[Problems to solve]:
1) According to the essay below on replacing classroom desks with tables, why do most faculty prefer to teach lecture courses in rooms full of desks pointing at them? Answer in one to three sentences.
2) Write the next part of the essay below on replacing classroom desks with tables, starting after its final sentence.

[Exercise passage]:

First, let’s remove all the desks
Let’s say I were a provost or president, and had some hundred thousand dollars lying around that needed to be spent on an initiative to improve undergraduate education. (This isn’t an unlikely budgetary scenario.)
I’d spend all of it on furniture.
Starting with the smallest classrooms in the university and going up in size until I run out of money, I’d sell off all of the single-person desks as surplus, and replace them with smallish round tables that seat 4-6 students and chairs that go along. This wouldn’t diminish classroom capacity by much, if at all, as long as the chairs are well positioned. The fire marshal won’t be bothered by it, either.
If there were some money leftover I’d spend it on professional development. However, you can lead a faculty member to professional development but you can’t make them drink the kool-aid.
Most of us prefer teaching our lecture courses in a classroom full of desks pointing at us, rather than in a room with students seated at tables facing one another. Why is that? There are many reasons, I suspect, but at the root is the fact that we were taught this way in university, and it’s also the way we learned to teach. It’s familiar to us, and we might be disposed to thinking that it’s better.
There’s a lot of research to suggest that sitting around a table is much better for learning, especially when the course is designed to incorporate frequent student interactions. This is even true in a content-rich class like an introductory majors biology course.
Wouldn’t this move just be administration forcing on faculty top-down decisions without faculty input? Isn’t this too autocratic? You could see it that way, sure. Keep in mind that, right now, the status quo is being forced on faculty without their input too. I doubt faculty were consulted before all the current desks were purchased for all of the classrooms. (Don’t worry, I won’t become an administrator, so I won’t be one of those people who takes hare-brained ideas and scales them up without building consensus.)
Perhaps the way we teach is structured by the environment. Maybe, if we give faculty a room full of students positioned to interact with one another, then we’ll get lessons designed that take advantage of this interaction to improve learning. Maybe professors who are tired of lecturing will discover that they have more fun guiding learning rather than delivering content.

Photo-based referring expression data
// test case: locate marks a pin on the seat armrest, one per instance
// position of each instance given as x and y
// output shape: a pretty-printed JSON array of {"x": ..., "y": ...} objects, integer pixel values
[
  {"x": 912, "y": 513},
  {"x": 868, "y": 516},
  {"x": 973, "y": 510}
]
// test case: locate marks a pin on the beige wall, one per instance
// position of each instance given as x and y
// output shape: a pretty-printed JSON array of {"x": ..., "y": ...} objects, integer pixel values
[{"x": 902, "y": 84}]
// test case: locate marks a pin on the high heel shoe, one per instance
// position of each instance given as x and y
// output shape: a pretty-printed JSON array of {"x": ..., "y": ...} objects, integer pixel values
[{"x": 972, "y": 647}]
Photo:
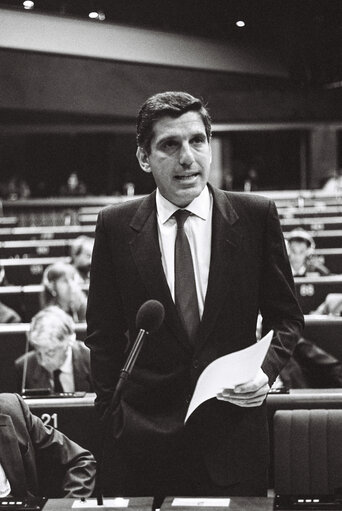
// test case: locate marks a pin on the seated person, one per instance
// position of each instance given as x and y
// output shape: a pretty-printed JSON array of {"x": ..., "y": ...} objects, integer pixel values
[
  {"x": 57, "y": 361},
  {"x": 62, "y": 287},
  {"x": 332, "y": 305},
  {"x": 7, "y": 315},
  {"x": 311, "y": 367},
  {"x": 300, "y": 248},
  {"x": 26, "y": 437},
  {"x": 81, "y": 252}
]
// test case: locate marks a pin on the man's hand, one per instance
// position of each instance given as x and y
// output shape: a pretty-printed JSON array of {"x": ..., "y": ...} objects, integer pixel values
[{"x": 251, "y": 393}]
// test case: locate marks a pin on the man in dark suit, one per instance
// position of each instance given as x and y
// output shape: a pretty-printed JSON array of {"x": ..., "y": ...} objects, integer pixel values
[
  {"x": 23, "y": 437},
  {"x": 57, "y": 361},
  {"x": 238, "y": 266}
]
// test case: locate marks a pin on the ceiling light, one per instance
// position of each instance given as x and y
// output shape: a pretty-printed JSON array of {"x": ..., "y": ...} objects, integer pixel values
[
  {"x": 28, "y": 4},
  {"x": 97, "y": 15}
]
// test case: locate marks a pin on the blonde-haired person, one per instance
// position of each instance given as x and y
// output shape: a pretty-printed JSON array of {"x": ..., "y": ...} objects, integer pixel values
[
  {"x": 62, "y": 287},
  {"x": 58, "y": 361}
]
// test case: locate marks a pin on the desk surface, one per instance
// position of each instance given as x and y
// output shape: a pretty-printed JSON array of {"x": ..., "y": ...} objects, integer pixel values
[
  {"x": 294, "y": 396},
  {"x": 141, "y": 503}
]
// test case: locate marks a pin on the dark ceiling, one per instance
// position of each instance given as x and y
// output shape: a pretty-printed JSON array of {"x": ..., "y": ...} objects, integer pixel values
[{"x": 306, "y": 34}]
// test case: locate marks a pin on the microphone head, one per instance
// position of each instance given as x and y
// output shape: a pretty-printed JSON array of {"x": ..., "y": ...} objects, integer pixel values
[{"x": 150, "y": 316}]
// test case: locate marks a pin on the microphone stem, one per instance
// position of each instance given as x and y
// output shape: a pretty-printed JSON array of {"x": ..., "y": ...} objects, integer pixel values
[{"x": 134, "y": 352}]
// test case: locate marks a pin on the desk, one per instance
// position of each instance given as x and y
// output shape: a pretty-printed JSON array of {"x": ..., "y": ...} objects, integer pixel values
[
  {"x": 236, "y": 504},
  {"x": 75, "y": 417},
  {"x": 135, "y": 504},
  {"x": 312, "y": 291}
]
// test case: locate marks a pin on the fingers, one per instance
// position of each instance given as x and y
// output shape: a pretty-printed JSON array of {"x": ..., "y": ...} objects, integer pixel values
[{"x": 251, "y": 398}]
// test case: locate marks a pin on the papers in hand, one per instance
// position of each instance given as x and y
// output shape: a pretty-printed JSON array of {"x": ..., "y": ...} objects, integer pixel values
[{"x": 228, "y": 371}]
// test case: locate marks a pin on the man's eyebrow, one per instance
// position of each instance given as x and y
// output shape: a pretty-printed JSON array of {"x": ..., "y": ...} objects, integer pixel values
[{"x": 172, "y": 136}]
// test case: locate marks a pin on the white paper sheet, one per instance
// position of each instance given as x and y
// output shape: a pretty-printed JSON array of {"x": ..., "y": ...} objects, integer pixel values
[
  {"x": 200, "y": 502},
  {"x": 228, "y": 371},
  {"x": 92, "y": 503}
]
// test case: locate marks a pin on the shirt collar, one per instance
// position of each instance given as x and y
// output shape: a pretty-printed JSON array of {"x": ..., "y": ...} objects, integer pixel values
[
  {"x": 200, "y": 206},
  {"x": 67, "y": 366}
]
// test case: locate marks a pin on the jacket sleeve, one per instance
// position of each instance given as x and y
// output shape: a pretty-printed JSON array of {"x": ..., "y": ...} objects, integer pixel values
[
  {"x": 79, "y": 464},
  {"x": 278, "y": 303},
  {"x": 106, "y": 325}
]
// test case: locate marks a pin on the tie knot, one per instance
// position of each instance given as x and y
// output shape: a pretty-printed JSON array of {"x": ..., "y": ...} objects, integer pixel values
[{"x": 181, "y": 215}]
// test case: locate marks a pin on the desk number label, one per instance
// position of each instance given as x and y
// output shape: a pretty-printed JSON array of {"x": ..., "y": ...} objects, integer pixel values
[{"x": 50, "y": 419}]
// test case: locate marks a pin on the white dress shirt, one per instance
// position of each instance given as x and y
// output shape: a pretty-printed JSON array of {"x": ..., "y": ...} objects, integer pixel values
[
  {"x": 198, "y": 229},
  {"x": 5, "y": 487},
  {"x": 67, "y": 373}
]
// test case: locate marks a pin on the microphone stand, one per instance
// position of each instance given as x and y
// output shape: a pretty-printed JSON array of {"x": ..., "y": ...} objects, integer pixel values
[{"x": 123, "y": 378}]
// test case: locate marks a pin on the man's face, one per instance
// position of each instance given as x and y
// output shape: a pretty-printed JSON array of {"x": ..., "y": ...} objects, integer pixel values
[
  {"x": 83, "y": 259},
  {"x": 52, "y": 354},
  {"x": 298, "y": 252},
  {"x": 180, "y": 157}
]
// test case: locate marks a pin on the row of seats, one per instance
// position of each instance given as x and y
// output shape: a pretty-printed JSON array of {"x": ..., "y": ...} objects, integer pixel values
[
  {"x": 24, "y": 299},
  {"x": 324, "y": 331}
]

--

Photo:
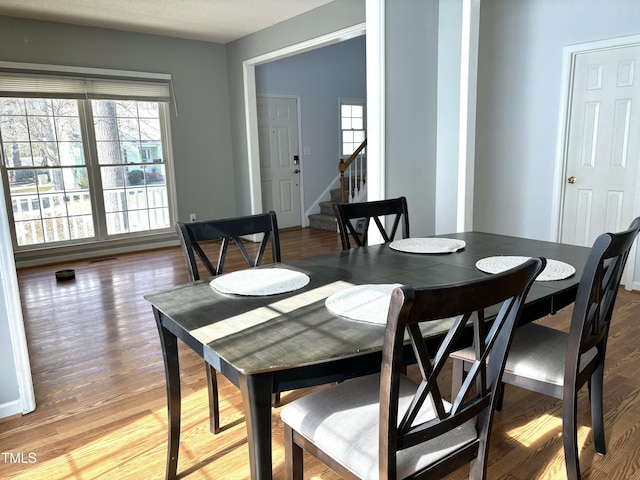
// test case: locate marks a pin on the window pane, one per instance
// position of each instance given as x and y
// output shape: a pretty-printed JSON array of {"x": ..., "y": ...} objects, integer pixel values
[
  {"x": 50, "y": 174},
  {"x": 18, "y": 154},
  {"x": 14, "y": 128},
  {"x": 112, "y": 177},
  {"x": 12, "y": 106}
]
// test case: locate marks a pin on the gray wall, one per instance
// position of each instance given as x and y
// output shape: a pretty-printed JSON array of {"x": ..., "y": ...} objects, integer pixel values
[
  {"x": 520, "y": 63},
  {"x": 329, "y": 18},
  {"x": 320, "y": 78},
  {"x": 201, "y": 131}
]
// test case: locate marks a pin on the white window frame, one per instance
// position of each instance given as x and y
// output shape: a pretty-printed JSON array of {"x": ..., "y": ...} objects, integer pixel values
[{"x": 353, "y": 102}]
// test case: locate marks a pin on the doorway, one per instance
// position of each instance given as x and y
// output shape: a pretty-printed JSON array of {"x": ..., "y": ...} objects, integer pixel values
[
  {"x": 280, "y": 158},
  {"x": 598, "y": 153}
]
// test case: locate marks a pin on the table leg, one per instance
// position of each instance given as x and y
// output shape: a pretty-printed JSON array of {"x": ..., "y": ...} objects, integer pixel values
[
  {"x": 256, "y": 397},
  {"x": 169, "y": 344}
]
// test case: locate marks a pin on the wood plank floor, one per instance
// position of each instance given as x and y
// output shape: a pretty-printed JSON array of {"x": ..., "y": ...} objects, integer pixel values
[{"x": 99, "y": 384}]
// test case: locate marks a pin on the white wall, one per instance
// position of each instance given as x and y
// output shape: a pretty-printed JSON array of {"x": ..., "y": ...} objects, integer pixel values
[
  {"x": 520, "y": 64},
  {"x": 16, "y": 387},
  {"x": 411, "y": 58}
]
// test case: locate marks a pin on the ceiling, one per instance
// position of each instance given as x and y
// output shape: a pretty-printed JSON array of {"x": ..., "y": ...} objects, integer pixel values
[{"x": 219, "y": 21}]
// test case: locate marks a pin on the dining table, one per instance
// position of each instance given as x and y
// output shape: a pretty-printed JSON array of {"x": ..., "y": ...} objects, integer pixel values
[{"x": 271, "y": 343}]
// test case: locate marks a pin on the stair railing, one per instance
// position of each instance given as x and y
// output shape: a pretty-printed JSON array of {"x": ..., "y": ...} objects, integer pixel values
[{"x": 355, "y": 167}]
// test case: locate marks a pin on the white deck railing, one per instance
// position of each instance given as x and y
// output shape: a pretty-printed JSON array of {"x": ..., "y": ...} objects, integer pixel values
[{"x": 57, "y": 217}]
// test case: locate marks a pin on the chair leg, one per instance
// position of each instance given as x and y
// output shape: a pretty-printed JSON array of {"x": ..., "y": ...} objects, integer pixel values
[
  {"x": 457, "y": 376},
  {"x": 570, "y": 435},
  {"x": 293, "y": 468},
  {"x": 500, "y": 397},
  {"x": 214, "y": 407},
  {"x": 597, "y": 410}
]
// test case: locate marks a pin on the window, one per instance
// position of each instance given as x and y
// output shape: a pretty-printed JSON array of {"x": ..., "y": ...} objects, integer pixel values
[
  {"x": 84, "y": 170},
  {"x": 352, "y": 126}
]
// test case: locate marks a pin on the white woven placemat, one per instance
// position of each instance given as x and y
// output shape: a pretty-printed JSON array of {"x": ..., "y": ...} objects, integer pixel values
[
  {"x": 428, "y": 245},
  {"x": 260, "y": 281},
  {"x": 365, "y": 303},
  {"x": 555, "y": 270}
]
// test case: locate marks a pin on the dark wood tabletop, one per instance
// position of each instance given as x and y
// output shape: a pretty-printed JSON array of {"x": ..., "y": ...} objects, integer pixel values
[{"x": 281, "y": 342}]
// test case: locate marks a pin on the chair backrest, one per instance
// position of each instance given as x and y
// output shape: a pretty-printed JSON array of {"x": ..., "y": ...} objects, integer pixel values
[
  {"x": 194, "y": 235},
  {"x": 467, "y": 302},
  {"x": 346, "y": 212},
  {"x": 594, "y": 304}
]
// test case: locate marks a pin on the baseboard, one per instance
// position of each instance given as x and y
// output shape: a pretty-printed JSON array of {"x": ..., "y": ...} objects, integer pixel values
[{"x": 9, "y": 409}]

[Exercise results]:
1) At the root of this preference is that faculty were taught this way in university and also learned to teach this way. The arrangement is familiar to them, so they may be inclined to think it is better.

2)
If you haven’t taught several semesters to a classroom full of tables, instead of students facing forward, then I recommend withholding judgment. Once your classes are designed for students to work together solving problems, instead of listening to the delivery of facts and ideas, then students may learn more from the course. I haven’t had this opportunity myself, either, but I am getting sick of having my students have to rearrange chairs at the start and finish of every time we meet.
I bet most professors wouldn’t like the change, at least at first. But, what happens in the classroom isn’t for us, it’s for our students. And there’s no real evidence out there indicating that this change would harm students, and at worst it would only slightly inconvenience faculty members who dislike the situation, but might empower others to make effective changes in how they teach. As new faculty come to campus, when they build their courses they’ll know about the tables and design their classes in mind.
Have you taught in a classroom like this? Do you teach lecture courses in a lab, that allows this kind of interaction, maybe? How mad would you be at your admins if your big lecture hall was converted to tables? Would you change your teaching, if you were paid a little stipend or given more time to work on your curriculum?